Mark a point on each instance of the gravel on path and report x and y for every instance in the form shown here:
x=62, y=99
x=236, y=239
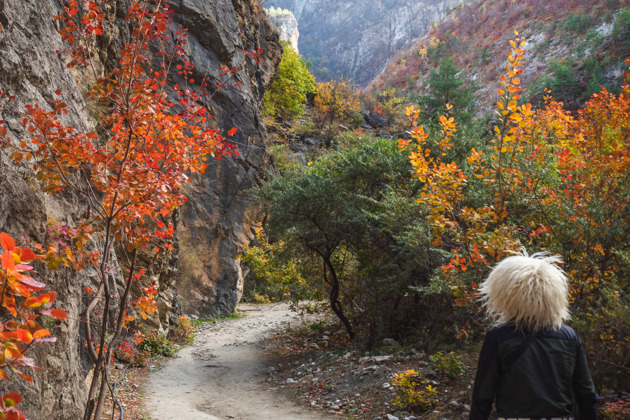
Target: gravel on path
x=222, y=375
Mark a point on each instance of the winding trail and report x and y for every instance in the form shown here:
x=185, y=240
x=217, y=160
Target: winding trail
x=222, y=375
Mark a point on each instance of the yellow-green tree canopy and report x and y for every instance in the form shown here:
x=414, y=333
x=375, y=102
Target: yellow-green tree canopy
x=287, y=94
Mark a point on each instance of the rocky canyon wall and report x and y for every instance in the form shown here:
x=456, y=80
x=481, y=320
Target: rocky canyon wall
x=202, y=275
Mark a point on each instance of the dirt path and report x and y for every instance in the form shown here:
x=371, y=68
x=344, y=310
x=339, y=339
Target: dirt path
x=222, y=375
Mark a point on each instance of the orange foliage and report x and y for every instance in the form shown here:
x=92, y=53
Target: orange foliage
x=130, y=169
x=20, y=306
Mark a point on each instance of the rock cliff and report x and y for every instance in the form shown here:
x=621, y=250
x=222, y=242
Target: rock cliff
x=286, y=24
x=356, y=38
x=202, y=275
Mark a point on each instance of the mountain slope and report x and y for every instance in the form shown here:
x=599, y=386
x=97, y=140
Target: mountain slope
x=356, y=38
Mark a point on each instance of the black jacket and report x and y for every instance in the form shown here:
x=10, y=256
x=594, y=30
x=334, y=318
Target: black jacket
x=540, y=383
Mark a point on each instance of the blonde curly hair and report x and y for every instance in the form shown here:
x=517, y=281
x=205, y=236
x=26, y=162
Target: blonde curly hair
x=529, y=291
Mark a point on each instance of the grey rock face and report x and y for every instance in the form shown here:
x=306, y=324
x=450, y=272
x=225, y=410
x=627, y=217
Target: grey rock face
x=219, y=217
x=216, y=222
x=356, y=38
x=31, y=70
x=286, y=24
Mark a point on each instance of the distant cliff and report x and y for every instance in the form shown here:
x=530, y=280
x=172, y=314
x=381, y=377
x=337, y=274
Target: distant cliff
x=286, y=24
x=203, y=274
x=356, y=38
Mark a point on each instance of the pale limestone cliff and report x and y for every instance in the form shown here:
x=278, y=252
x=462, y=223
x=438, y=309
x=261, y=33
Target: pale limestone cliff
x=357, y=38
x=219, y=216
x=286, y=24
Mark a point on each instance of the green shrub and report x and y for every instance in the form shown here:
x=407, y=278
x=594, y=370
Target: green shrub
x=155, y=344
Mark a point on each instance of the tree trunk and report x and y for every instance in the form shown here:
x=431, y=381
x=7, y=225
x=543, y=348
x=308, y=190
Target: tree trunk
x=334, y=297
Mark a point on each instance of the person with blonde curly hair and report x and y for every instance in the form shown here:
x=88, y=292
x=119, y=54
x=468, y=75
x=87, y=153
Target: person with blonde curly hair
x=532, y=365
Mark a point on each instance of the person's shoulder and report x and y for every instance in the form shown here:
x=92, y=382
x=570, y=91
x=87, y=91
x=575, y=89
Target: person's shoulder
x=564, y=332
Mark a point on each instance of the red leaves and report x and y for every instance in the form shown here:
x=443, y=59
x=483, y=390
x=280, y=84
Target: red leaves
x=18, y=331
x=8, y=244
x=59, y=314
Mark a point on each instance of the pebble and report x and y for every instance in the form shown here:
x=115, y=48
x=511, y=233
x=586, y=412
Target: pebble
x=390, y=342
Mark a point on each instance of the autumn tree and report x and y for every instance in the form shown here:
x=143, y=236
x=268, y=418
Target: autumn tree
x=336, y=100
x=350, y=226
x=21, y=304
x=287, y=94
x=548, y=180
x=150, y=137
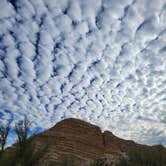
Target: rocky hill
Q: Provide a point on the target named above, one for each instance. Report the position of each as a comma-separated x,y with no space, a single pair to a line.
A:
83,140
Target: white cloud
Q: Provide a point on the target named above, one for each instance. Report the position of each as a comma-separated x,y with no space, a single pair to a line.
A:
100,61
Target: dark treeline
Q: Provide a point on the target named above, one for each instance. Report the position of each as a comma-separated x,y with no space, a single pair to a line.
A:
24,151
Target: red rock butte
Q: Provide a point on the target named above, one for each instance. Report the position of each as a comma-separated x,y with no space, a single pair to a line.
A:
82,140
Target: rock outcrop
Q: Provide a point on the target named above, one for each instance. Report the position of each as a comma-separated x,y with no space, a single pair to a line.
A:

*ASSIGNED TASK*. Above are the records; repeat their lines from the first through the line containing "Mark a point on each instance of the mountain", and leave out each picture.

*SOLUTION FOR THIS TASK*.
Mark a point on each instance of the gravel on path and report x and y for every instance in the form shown here:
x=62, y=99
x=236, y=239
Target: gravel on path
x=222, y=375
Mark a point on each instance of the winding trail and report x and y for every instance in the form shown here:
x=185, y=240
x=217, y=160
Target: winding trail
x=222, y=375
Mark a point on each instance of the yellow-green tree canopy and report x and y for every instance in the form shown here:
x=414, y=333
x=375, y=102
Target: yellow-green tree canopy
x=287, y=94
Mark a point on each instance of the rocky canyon wall and report x and y for every instance in the form shown here:
x=456, y=80
x=481, y=320
Target: rocky canyon wall
x=202, y=275
Mark a point on each instance of the dirt path and report x and y for every instance in the form shown here:
x=371, y=68
x=344, y=310
x=339, y=339
Target: dirt path
x=222, y=375
Mark a point on each instance of the orange foliage and report x and y for every instance in the form shown here:
x=92, y=53
Target: orange foliage
x=130, y=169
x=20, y=306
Mark a point on each instance of the rock cliff and report x and y for every instance in the form shown here:
x=621, y=250
x=222, y=242
Target: rock cliff
x=286, y=24
x=356, y=38
x=202, y=275
Mark a point on each instance of the mountain slope and report x and y for every instance in the form shown here:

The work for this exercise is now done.